Aim of the task:
Skip the images and restate every line of the records exactly.

──────── The input

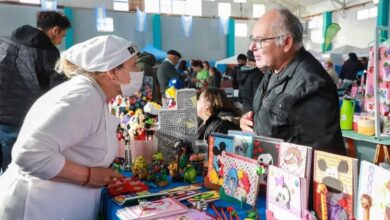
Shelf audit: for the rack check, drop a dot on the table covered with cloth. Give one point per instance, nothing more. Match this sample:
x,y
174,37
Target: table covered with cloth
x,y
109,207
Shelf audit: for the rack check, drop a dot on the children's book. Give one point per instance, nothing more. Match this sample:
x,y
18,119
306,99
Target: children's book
x,y
208,196
241,180
243,143
374,192
218,143
296,159
266,152
132,198
286,195
339,175
152,210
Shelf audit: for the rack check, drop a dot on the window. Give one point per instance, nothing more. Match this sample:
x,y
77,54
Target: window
x,y
224,9
166,6
31,1
121,5
258,10
178,7
194,7
241,30
152,6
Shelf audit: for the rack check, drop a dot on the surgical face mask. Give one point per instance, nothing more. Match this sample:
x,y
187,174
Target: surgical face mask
x,y
129,89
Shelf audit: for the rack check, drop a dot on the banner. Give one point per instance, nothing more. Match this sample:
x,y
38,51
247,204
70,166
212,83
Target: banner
x,y
186,23
141,21
48,5
224,25
330,33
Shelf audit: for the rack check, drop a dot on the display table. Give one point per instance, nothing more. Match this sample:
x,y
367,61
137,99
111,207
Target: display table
x,y
382,152
109,207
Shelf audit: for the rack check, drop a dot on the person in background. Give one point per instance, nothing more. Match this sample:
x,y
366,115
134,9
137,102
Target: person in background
x,y
167,70
249,78
202,75
216,112
68,138
241,61
297,101
332,73
145,62
350,68
216,77
27,71
206,65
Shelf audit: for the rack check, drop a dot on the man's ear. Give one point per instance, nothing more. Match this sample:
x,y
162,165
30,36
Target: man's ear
x,y
288,43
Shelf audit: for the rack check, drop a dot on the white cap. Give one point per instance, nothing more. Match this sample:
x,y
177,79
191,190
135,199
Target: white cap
x,y
102,53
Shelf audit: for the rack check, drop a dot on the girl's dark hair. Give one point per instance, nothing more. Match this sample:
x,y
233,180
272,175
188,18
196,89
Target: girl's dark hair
x,y
49,19
219,102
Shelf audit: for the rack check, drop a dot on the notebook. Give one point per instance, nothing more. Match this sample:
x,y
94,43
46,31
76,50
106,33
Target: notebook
x,y
152,210
218,143
266,152
339,175
373,200
241,180
286,195
243,143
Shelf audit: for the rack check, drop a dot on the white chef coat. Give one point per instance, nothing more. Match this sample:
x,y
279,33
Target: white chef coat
x,y
71,122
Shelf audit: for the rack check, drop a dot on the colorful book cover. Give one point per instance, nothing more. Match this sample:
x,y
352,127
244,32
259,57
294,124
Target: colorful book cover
x,y
208,196
131,198
241,180
339,175
296,159
243,143
266,152
374,192
152,210
218,143
286,195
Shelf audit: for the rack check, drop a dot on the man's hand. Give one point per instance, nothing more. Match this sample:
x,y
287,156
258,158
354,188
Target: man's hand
x,y
246,122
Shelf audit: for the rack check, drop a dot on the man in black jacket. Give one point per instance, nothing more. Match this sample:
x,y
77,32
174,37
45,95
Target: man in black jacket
x,y
27,60
298,101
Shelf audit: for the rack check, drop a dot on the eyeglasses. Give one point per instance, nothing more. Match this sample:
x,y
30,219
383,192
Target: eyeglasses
x,y
259,42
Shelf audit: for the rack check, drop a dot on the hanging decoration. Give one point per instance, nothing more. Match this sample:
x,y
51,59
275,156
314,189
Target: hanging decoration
x,y
141,21
186,23
330,33
224,25
103,23
49,5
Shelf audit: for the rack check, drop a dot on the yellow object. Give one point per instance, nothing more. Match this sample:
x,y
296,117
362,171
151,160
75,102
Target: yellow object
x,y
366,125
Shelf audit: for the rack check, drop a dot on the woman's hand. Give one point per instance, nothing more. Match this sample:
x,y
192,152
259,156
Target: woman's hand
x,y
101,176
246,122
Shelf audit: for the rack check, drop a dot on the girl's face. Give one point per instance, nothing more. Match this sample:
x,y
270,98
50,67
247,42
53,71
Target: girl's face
x,y
203,107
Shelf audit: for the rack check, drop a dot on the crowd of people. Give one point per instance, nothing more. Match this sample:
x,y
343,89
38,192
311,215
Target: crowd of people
x,y
65,136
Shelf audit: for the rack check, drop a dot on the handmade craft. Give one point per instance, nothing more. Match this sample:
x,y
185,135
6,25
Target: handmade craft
x,y
240,179
339,175
374,192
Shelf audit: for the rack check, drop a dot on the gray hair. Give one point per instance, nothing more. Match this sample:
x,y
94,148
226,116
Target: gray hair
x,y
288,24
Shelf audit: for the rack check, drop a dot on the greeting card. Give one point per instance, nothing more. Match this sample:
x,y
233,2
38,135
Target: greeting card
x,y
266,152
374,192
339,175
286,195
152,210
218,143
243,143
241,180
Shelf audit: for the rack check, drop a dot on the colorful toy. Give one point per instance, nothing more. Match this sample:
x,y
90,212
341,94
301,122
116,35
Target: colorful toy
x,y
140,168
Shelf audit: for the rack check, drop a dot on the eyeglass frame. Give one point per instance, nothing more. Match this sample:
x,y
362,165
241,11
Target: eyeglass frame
x,y
259,41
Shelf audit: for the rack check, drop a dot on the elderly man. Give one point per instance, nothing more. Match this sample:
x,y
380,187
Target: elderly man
x,y
166,71
297,101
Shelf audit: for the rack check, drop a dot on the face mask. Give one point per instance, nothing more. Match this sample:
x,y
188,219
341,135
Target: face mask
x,y
135,84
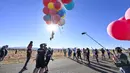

────────────────

Result of this exercise:
Shelf audit: for the rack check, drop a dot on the table covered with cloth. Give one point per instance, nothing more. Match this sample:
x,y
174,37
Target: table covered with cloth
x,y
109,207
Shelf audit: for the rack check, drop a dot on the children's book. Give one point per instance, nothing more. Match this sample:
x,y
18,119
306,99
Target: children's book
x,y
208,196
241,180
243,143
374,192
218,143
296,159
266,152
132,198
286,195
339,175
152,210
Shelf audit: for the rack check, drop a dot on the window. Give one point per instance, nothing more. Match this sample:
x,y
77,54
Target: window
x,y
224,9
166,6
31,1
121,5
258,10
178,7
194,7
241,30
152,6
Shelf audit: for the rack check, drop a dot on the surgical face mask. Give one point per instance, nothing more. Match this sample:
x,y
187,174
Target: surgical face mask
x,y
129,89
Shelf audit: for the rack check, drop a dot on the banner. Give one point per instance, nothing more. Match this sample:
x,y
38,51
247,204
70,166
212,83
Target: banner
x,y
186,23
141,21
48,5
224,25
330,33
Shelf audit: for the rack check, drop a dot on the display table. Give one point per instance, nothing more. Match this sample:
x,y
367,61
137,99
111,207
Target: display table
x,y
382,152
109,207
Shelf audit: for the rack check, drop a dot on the person in background. Give one point per instance, nothing more. Match this sample:
x,y
366,115
134,9
137,102
Target: person in background
x,y
167,70
249,78
202,75
216,112
68,138
241,61
297,101
332,73
145,62
350,68
216,77
27,71
206,65
Shelf audit: for the rack check, drop a dot on the man's ear. Give one point per instance, nothing more. Match this sample:
x,y
162,165
30,36
Target: man's ear
x,y
288,43
Shelf audit: for the rack check, drop a dot on the white cap. Give one point per instance, nothing more. Match this sample:
x,y
177,79
191,190
135,199
Target: white cap
x,y
102,53
Shelf audit: for the rack check, drop a dot on the girl's dark hair. Give one point per instance, nothing more. Match this sample:
x,y
233,180
272,175
188,18
196,89
Target: girl's dark hair
x,y
49,19
219,102
Shelf audit: for the rack check, drop a dot on the notebook. Give one point per instance, nothing more. Match this sample:
x,y
94,43
46,31
76,50
106,33
Target: notebook
x,y
152,210
218,143
266,152
339,175
373,200
241,180
286,195
243,143
Shelf audit: for the rack check, drop a dot on the white chef coat. Give one point per instance, nothing more. Match this sample:
x,y
279,33
Target: white chef coat
x,y
71,122
Shelf audit: for the rack check, drop a dot on the colorful book cover. Give one point per instance, nothing more. Match this sample:
x,y
352,127
244,32
259,57
294,124
Target: colorful book cover
x,y
208,196
131,198
241,180
339,175
296,159
243,143
266,152
374,192
152,210
218,143
286,195
Shelf audit: for the rack check, drop a dot on the man's hand. Give one point per instance, nothing more. Match this sample:
x,y
287,156
258,158
354,188
Target: man's hand
x,y
246,122
Shelf audit: for the rack check, drop a dot on the man in black jacket. Give one point per instance, nothing more. Match this sample:
x,y
77,32
174,37
45,95
Target: man in black jacket
x,y
27,60
298,101
Shelf audit: for the rack check, drop a dot on the eyeglasses. Give one point per instance, nothing more. Match this sample:
x,y
30,219
383,192
Target: eyeglasses
x,y
259,42
Shelf audit: for the rack check, drop a dot on the hanging decoration. Give one point per instance, nothing more. Match this sample:
x,y
51,59
275,156
314,189
Target: hanging decoration
x,y
141,21
186,23
330,33
224,25
103,23
49,5
Shelf audit: for the rack check, drop a dot on the yellow object. Give one point per instance, nothing more. Match this sample:
x,y
296,117
362,171
151,160
75,102
Target: yellow object
x,y
366,125
Shelf audit: for the rack check, drop a dot on the woman's hand. Give one point per instance, nothing more. Match this sample:
x,y
192,152
259,156
Target: woman's hand
x,y
101,176
246,122
Shelf audit: for the rack check, drop a dot on the girl's face. Give one point per instance, nothing more. Match this sample:
x,y
270,98
50,67
247,42
53,71
Target: girl's face
x,y
203,107
Shelf audit: for the rack check, drop a dot on the crowd of people. Give one point per instance, nothing more. Match this sample:
x,y
343,89
38,192
311,215
Target: crowd of people
x,y
65,136
Shelf audit: for the rack check, drop a dot on the handmade craft. Give one point per instance, nothing more. Match this sample:
x,y
185,135
6,25
Target: handmade craft
x,y
240,179
339,175
374,192
Shelf audit: for the rack check, drop a dot on the gray hair. Give one point per instance, nothing more. Match this sample:
x,y
94,148
226,116
Target: gray hair
x,y
288,24
Shelf audit: for the rack check, drop a dot on the greeting card. Give one point per instance, nothing more. Match this sample:
x,y
233,2
38,135
Target: greeting card
x,y
266,152
374,192
339,175
286,195
152,210
218,143
243,143
241,180
Shelf audit: for the rack check, drop a dot on the colorful toy. Give one point per instance, nothing more. Match this sample:
x,y
90,212
341,94
301,122
116,35
Target: colorful toy
x,y
140,168
Shelf audit: for the rack check, drop a dot on the eyeglass frame. Give one point per instance, nothing more. Match this sample:
x,y
362,165
241,11
Target: eyeglass frame
x,y
259,41
Shelf audit: for the rack check, drop a dot on the elderly man. Give one point per instance, nothing more. Match this sample:
x,y
380,187
Target: elderly man
x,y
166,71
297,101
Shelf audit: for the rack check, drop a dot on the face mask. Give one point per instance, nothing more. Match this sample:
x,y
188,219
341,135
Target: face mask
x,y
135,84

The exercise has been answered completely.